Start of Dataset content

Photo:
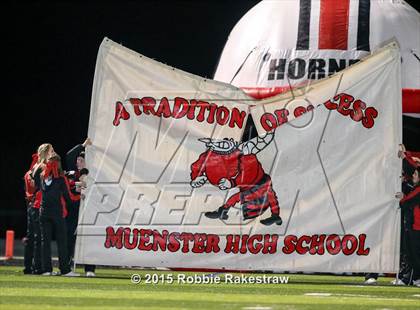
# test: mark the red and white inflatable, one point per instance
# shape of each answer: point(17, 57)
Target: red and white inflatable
point(285, 43)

End of Dataset content

Gather every line in the listing above that contains the word "white", and copy each one out in full.

Correct result:
# test: mark the red and white inflatable, one point per instance
Target: red and white inflatable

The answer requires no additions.